DESCRIPTION OF THE TASK
Find each line in the data below that contains the string "water" and copy those lines.

_ _ _ _ _

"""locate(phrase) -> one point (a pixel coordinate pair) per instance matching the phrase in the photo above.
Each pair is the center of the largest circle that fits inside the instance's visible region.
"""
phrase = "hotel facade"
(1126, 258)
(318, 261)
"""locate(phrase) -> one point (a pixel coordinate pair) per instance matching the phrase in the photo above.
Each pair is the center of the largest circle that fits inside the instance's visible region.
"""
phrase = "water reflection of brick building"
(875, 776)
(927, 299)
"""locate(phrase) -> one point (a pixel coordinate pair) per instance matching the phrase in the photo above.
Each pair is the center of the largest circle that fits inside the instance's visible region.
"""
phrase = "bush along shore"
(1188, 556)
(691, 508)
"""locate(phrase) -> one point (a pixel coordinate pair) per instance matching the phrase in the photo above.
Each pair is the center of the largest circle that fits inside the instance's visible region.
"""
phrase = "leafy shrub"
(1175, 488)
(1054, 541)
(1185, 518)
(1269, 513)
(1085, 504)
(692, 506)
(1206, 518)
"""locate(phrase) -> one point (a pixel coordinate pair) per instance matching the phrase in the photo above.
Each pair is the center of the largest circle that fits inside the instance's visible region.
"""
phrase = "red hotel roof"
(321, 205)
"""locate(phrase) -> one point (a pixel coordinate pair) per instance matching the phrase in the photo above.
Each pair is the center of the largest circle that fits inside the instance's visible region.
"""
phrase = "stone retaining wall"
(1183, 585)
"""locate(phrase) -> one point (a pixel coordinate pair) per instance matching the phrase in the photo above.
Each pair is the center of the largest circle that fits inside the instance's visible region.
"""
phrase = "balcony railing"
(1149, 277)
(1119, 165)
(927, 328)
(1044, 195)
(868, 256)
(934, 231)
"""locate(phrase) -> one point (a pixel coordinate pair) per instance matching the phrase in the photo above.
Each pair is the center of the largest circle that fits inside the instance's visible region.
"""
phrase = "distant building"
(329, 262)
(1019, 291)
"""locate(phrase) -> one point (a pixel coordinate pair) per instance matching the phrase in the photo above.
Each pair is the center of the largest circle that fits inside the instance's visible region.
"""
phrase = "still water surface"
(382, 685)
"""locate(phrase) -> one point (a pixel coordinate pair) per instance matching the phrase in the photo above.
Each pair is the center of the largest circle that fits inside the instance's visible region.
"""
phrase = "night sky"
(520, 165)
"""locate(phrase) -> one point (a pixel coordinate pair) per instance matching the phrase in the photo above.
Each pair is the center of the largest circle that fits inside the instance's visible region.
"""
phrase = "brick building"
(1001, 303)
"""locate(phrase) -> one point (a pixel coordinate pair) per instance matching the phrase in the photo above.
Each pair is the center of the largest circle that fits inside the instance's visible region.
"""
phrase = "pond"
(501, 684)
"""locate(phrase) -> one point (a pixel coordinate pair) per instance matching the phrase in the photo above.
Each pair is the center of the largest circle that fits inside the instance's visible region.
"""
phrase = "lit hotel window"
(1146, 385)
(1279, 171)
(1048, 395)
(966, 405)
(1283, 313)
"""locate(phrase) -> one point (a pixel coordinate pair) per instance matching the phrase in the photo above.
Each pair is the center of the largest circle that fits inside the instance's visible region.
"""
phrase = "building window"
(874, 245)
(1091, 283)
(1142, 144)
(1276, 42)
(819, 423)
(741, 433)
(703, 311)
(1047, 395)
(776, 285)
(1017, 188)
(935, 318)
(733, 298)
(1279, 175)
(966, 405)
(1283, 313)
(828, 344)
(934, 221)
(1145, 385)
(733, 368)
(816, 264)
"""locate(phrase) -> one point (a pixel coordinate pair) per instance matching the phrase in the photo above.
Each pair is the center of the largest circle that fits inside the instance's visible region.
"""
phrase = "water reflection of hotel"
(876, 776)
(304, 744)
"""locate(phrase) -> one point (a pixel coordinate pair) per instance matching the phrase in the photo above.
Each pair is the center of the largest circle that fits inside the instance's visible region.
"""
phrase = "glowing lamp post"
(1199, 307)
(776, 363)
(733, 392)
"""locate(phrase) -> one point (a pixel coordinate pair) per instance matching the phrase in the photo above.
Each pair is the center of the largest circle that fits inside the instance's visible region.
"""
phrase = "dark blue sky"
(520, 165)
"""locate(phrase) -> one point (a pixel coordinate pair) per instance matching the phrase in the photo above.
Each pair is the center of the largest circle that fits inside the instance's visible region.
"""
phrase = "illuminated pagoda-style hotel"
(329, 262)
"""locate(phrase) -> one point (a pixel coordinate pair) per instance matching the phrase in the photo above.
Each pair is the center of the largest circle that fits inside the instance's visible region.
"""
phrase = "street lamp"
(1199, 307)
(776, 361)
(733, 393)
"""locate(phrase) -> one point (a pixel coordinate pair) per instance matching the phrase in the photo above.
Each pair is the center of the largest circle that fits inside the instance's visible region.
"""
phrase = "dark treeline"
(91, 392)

_ _ _ _ _

RESULT OF THE EXERCISE
phrase = "water reflection of brick building"
phrase = "still water surface"
phrase = "water reflection of hotel"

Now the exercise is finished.